_Text segment:_
State v. Walton

Decision Date18 February 2014
Docket NumberNo. DA 13–0191.,DA 13–0191.
Citation318 P.3d 1024,374 Mont. 38
PartiesSTATE of Montana, Plaintiff and Appellee, v. David Jay WALTON, Defendant and Appellant.
CourtMontana Supreme Court

OPINION TEXT STARTS HERE

For Appellant: Joseph P. Howard, Attorney at Law, Great Falls, Montana.

For Appellee: Timothy C. Fox, Montana Attorney General, Tammy K. Plubell, Assistant Attorney General, Helena, Montana, William Fulbright, Ravalli County Attorney, Hamilton, Montana.

Justice JIM RICE delivered the Opinion of the Court.

¶ 1 David Jay Walton (Walton) appeals from the Judgment entered by the Twenty–First Judicial District Court on his conviction and sentence for the offense of sexual assault, a felony, in violation of § 45–5–502, MCA. We affirm and address the following issues:

¶ 2 1. Did the prosecutor commit plain error by commenting on witness credibility during closing argument?

¶ 3 2. Did the District Court err by denying Walton's motion for a new trial after the court sua sponte questioned a key defense witness?

FACTUAL AND PROCEDURAL BACKGROUND

¶ 4 J.L. is the biological mother of K.T., J.B., and A.B. J.L. and Walton became romantically involved in 2008, and lived together off-and-on again for several years. During 2011, Walton resided with J.L. and her three children in Darby. On the evening of December 15, 2011, K.T., eleven years old, watched television with her family and then went to bed. K.T. testified that at some time during the night, she awoke to Walton “plopping down” on her bed and kissing her on the lips. J.B., K.T.'s older half-brother, testified that he heard Walton enter K.T.'s room and say, “I'm sleeping in here” or “I'm sleeping with you.” K.T. explained that she eventually managed to fall back asleep, but was again awoken when Walton got out of her bed to use the restroom. When he returned, Walton lay down next to K.T. and began to rub her leg. He lifted K.T.'s shirt and touched her chest but not her breasts. Walton then began to rub K.T.'s “lower area,” which, she testified, felt “bad.” During the incident, Walton was “grunt[ing] and the bed was shaking slightly. He stopped and left the room when J.L. coughed and turned on the hallway light.

¶ 5 In the morning, Walton and J.L. left for work together. Within ten minutes, K.T. disclosed the events of the previous night to J.B. and asked him what the difference was between being “raped and molested.” The two children did not discuss the incident further on their way to school, but later that morning, J.B. contacted the school counselor and informed him of K.T.'s disclosure. Shortly thereafter, Deputy Jon Moles of the Darby Marshal's Office was dispatched to the Darby school to investigate K.T.'s sexual assault allegation. Deputy Moles interviewed J.B. and then drove to Walton's place of employment to interview him as well. K.T. was sent to the First STEP Resource Center at St. Patrick's Hospital in Missoula to undergo a forensic interview with Mary Pat Hansen (Hansen).

_Questions to answer:_
1) Can you update the State v. Walton opinion starting at "For Appellant: Joseph" and ending at "Attorney, Hamilton, Montana.", changing "Helena" to "Billings"?
2) Would you take the State v. Walton opinion further, picking up after its last sentence?

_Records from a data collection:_
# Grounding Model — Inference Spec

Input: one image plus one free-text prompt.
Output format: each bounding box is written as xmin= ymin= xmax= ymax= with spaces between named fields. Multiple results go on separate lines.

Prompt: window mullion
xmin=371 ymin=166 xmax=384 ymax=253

_Your written answers:_
1)
For Appellant: Joseph P. Howard, Attorney at Law, Great Falls, Montana.

For Appellee: Timothy C. Fox, Montana Attorney General, Tammy K. Plubell, Assistant Attorney General, Billings, Montana, William Fulbright, Ravalli County Attorney, Hamilton, Montana.

2)
¶ 6 The State subsequently charged Walton with two counts of felony sexual assault in violation of § 45–5–502, MCA. At trial, Walton relied on the defense theory that J.B. pressured K.T. into fabricating the sexual assault allegation in order to get him out of the family's home. He testified that J.B. resented his authority and described their relationship as “incredibly difficult.” J.L., the children's mother, supported Walton's defense theory and testified on his behalf. At the outset of her testimony, J.L. stated the first and last names of each of her three children. Each of the children has a different father and, thus, a different last name. After J.L. concluded, the District Court engaged her in the following line of questioning:

THE COURT: Ma'am, I have a few questions for you. I'm trying to get the family figured out. Your oldest child is [A.B.]?

THE WITNESS: [A.B.]

THE COURT: Who is her father?

THE WITNESS: [F.B.]

THE COURT: Who was that?

THE WITNESS: [F.B.], B....

THE COURT: Okay. Where does he live?

THE WITNESS: Morenci, Arizona.

THE COURT: And then [J.B.'s] father is who?

THE WITNESS: He doesn't have one. He signed his rights over.

THE COURT: Well, who is his birth father?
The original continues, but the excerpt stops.